For those participants with a very obvious pattern of harm, I use a "Cycle of Harm" that allows an individual to identify a build up of thoughts that promote abusive, violent, and hurtful behavior - and the thinking after that harm that keeps the cycle going. Even though I am not a fan of the Emerge "Role Play" activity, I still do that on occasion to address participants with a "here we go again" sort of conflict history.

However, over the past two weeks I have been working with a man, and for the purposes of this story let's call him Frank. Frank is in his 50s, and his longest relationship was in the early 90s which lasted approximately three and a half years. Most of his relationships last for a few months, and the relationship where he threatened his ex-partner was a total of two months of being together. I knew after hearing his brief description of his relationships that a relationship history wouldn't really work well. Same with an empathy letter as he was not in a relationship to repair. A cycle didn't work because he had different hurtful things he did in different relationships. With all that in mind, I decided to address a thicker topic with him that is hard to encapsulate, but is a powerful activity in its own right: an assignment on boundaries.

Boundaries are an under-addressed topic in battering intervention classes. Sure, we set boundaries as far as class rules, norms, and policies but we don't often take time to look at how participants set their own boundaries or notice them in others. Boundaries are these limits we have in our minds about a variety of things, a multitude of personal rules, thinking on how the world and life in general work. We often address boundaries in fractured ways - discussing masculinity, talking about motives for violence, methods of power and control. Sometimes, we even focus on respectful and healthy boundaries and how to manage conflict without violence or abuse. We just rarely bring it all together to discuss an individual's unique set of ideas that spur their actions in relationships.

I asked Frank to talk briefly about his relationship with his ex-partner where he threatened her. He talked about discovering her cheating on him, and the first time he gave her the benefit of the doubt because they had only been together two weeks, and her contact was with an ex-partner she had children with. The second time he found out, he left her threatening voicemails that he couldn't remember details of but did remember saying something to the effect of "I hope you lose everything you have in life." He also stopped by her house, noticing another man's motorcycle in her driveway. He was charged with stalking and cyberstalking alongside making threats.

His description was a bit vague, but also succinct and with a two month relationship there were more details than I might have thought. In moving the activity forward, I had a brief discussion with the class about what boundaries were. They joined in and provided different angles to the idea of personal rules and limits, which got the ball rolling in the direction I had hoped.

### Object location annotation records
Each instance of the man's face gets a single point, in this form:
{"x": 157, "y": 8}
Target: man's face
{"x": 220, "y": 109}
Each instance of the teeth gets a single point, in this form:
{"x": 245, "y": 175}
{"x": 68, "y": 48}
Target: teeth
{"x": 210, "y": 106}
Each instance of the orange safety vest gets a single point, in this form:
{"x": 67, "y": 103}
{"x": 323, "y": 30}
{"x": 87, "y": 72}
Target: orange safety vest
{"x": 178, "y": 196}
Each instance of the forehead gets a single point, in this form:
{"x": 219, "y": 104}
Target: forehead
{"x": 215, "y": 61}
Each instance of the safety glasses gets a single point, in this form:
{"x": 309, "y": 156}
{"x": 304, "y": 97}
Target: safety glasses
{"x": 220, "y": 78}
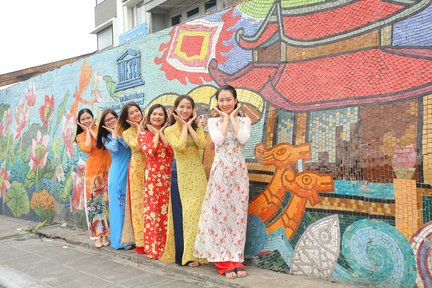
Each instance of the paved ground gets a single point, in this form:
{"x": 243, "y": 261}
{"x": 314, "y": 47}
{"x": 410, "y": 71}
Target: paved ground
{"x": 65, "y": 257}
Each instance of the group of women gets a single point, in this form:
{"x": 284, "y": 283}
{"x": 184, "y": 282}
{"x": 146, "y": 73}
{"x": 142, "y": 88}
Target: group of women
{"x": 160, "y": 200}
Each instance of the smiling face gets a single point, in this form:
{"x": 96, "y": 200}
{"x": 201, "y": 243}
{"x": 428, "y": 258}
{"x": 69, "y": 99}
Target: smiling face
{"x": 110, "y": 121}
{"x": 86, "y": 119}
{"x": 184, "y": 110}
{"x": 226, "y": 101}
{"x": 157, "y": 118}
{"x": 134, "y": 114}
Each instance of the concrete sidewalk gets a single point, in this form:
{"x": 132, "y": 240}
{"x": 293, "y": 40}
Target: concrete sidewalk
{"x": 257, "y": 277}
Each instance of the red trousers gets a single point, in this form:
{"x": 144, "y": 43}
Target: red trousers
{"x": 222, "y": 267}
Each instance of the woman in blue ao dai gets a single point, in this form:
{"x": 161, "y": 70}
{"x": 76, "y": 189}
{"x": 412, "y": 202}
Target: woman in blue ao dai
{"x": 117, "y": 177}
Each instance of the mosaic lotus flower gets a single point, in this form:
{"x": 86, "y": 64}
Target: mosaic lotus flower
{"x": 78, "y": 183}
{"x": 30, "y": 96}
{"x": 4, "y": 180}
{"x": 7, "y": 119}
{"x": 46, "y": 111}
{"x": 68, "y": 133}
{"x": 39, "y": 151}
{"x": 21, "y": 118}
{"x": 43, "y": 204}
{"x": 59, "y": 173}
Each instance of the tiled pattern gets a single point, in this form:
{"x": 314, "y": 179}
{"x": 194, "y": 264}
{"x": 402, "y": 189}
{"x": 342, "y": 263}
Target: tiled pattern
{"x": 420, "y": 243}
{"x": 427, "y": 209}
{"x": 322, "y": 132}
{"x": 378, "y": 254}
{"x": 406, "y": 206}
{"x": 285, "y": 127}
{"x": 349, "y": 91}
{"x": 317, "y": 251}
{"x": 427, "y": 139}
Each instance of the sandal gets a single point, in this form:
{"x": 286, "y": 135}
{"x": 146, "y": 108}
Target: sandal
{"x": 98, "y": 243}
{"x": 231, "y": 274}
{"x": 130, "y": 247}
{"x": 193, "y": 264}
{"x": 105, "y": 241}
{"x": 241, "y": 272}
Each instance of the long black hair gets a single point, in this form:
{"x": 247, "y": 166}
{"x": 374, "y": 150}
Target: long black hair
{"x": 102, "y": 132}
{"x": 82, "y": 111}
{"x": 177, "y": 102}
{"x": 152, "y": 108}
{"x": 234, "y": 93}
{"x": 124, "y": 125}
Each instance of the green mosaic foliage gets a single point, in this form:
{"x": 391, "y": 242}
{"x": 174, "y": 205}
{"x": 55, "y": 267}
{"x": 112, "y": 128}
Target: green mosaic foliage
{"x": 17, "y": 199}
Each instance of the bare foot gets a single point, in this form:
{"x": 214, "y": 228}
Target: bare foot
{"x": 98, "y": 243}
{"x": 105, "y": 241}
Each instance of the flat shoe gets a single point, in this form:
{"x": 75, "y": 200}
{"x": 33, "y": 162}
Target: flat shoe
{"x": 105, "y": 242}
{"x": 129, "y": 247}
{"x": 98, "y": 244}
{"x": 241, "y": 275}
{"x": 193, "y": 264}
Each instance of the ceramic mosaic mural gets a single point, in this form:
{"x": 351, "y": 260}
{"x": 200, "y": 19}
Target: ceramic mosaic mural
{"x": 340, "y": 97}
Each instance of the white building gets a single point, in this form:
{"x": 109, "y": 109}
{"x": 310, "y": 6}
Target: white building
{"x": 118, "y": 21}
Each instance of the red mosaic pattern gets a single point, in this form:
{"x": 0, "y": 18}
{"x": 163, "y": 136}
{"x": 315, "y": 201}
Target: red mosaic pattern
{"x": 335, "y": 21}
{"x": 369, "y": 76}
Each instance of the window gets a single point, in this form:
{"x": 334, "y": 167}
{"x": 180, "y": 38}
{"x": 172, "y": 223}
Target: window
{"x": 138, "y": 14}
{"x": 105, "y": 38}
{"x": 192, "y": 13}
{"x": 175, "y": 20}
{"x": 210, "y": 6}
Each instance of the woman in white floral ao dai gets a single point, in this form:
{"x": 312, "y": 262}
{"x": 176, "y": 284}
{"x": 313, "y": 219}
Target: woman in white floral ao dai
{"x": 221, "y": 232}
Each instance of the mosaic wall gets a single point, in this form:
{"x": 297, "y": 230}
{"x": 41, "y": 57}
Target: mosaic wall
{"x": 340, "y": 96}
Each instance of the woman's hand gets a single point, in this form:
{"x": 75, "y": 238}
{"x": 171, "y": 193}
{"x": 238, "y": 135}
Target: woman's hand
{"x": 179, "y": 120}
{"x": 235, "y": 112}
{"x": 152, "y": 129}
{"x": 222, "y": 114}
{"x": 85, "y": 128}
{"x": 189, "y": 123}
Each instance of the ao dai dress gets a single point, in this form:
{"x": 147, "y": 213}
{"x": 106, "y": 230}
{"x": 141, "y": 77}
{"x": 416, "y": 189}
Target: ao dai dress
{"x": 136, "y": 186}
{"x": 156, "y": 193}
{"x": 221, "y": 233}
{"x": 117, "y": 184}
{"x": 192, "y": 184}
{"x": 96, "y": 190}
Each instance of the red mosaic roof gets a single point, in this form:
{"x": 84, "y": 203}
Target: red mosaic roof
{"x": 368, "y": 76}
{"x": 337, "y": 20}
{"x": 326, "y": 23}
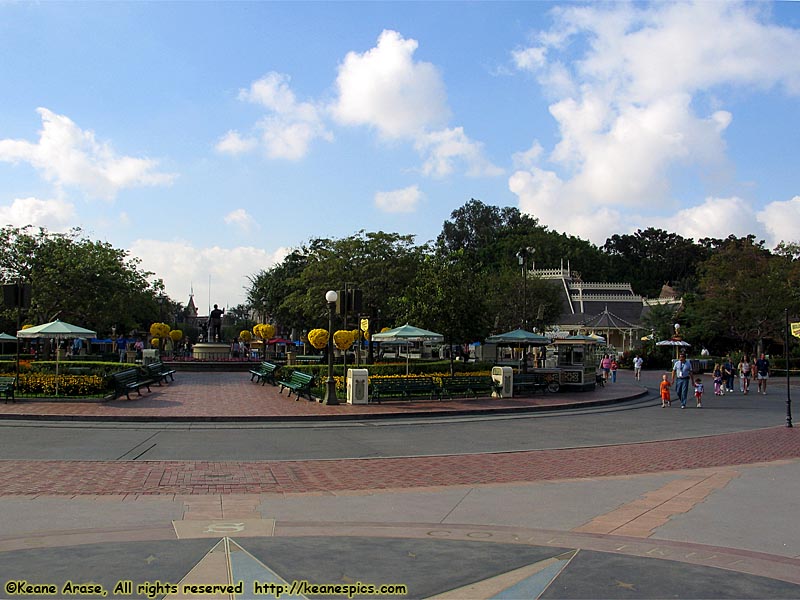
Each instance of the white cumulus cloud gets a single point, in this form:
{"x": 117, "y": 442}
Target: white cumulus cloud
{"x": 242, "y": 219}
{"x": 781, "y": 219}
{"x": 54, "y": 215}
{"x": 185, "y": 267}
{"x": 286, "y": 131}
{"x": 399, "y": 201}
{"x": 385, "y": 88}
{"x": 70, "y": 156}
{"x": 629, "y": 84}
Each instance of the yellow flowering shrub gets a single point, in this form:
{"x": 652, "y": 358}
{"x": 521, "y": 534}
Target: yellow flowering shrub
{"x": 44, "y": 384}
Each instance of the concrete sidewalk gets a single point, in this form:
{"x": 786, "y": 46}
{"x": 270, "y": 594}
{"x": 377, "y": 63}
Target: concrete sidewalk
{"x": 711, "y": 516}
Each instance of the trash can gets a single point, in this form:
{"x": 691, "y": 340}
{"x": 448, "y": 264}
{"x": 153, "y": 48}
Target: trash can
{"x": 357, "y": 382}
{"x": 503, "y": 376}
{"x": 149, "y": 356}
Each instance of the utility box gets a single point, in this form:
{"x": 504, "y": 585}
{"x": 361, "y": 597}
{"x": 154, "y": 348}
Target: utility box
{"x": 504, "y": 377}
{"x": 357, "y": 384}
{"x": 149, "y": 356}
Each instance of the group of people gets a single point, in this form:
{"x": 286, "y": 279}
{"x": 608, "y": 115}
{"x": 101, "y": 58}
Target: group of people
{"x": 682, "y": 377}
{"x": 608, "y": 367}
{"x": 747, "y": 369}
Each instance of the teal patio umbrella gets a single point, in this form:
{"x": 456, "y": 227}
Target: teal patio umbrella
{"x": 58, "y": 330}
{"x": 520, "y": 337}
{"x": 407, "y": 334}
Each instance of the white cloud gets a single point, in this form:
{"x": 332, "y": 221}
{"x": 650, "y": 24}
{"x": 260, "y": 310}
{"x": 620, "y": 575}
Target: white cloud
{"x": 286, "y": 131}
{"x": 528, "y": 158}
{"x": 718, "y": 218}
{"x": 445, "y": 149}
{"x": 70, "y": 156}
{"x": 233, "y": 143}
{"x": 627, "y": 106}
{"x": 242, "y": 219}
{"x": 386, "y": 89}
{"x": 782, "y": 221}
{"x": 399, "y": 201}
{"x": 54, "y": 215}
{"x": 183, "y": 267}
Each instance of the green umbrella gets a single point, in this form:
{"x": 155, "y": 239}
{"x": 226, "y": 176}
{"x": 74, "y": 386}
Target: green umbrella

### Set of tasks
1) In the passage about the boundaries assignment, about how long did Frank's longest relationship last?
2) Quote the passage about the boundaries assignment from "His description was" to "I had hoped.".

### Task-by-task outputs
1) Approximately three and a half years.

2)
His description was a bit vague, but also succinct and with a two month relationship there were more details than I might have thought. In moving the activity forward, I had a brief discussion with the class about what boundaries were. They joined in and provided different angles to the idea of personal rules and limits, which got the ball rolling in the direction I had hoped.